### TASK STATEMENT
In the entries that follow, how many lines hold the string "thin"? Give only that number.

§

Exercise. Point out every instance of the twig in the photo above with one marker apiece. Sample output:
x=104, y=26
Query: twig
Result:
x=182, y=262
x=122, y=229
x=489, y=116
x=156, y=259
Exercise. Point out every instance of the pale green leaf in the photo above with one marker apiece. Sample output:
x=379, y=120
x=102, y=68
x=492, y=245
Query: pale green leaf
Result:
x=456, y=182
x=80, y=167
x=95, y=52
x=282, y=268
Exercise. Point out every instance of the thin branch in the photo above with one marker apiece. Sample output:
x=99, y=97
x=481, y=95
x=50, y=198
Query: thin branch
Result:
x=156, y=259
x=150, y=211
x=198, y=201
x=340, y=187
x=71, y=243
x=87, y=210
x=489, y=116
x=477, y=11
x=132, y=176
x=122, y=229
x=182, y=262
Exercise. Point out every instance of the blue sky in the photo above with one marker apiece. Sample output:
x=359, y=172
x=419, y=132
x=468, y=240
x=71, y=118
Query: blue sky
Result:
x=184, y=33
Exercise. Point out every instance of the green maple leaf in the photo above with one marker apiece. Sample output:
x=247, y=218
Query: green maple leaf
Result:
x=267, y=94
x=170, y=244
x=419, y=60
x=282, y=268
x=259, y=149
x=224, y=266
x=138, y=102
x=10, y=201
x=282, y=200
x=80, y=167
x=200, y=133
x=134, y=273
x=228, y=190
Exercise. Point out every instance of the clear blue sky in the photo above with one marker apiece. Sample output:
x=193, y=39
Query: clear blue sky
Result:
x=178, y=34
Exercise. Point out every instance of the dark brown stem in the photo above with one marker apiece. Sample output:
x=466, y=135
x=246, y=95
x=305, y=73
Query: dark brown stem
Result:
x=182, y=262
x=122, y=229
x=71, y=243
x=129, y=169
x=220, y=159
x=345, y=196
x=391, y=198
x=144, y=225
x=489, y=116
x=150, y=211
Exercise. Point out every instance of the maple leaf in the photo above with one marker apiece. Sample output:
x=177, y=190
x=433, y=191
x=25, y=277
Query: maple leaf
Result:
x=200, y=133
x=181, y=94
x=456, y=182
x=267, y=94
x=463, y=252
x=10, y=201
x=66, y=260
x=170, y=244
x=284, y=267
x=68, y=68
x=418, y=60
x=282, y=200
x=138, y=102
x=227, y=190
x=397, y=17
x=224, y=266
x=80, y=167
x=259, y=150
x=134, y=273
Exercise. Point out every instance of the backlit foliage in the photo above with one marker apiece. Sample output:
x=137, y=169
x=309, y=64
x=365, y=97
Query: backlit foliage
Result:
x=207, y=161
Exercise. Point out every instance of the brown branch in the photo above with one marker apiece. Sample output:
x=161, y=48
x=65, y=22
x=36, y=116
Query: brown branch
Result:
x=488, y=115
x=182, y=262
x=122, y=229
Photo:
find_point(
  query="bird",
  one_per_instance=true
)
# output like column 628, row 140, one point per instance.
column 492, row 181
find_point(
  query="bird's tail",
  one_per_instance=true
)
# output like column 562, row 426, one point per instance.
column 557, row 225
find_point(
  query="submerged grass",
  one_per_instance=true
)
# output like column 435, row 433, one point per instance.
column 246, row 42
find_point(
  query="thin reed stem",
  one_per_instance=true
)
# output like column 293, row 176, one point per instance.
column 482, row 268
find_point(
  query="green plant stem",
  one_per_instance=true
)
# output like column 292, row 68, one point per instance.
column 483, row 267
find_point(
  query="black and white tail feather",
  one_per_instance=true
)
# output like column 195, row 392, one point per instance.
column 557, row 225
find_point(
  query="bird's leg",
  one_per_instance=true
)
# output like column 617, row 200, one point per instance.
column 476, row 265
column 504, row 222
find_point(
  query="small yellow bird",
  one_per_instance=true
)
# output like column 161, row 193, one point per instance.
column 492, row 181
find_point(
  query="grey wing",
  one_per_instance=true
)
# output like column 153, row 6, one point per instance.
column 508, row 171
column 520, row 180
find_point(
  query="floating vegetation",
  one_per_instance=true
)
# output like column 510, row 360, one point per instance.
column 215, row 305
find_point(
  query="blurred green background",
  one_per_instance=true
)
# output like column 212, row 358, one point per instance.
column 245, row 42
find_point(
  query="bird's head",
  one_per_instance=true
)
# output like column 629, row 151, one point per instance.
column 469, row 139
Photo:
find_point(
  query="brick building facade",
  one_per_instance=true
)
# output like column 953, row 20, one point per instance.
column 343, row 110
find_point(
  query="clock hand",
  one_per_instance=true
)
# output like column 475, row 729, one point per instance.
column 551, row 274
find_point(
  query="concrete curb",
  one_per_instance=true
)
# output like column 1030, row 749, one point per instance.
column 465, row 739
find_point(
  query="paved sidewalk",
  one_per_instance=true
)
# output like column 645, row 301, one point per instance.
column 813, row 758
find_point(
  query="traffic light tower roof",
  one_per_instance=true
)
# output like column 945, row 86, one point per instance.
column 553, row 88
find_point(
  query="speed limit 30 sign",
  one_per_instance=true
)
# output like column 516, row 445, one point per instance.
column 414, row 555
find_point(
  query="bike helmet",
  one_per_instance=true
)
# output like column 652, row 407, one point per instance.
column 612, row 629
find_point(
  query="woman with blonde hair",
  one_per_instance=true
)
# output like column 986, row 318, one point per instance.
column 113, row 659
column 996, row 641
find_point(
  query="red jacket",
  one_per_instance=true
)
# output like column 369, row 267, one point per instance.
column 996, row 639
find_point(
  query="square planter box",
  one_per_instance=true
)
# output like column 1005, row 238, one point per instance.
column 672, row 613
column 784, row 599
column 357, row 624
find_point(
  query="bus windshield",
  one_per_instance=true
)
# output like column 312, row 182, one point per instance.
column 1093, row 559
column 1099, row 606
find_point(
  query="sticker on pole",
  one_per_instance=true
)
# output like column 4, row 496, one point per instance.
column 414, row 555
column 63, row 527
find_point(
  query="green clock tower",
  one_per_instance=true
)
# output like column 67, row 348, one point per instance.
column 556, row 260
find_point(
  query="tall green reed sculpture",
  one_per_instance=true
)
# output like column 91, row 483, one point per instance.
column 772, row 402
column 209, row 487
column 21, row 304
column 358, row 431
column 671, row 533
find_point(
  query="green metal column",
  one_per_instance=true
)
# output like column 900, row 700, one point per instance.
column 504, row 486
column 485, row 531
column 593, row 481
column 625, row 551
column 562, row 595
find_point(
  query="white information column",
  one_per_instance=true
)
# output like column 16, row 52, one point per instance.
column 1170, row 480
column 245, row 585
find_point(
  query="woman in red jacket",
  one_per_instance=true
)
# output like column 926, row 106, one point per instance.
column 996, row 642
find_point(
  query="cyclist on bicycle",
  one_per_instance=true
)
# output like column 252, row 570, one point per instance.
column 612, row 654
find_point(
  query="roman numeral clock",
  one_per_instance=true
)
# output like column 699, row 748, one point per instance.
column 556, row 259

§

### REPLY TO THE TASK
3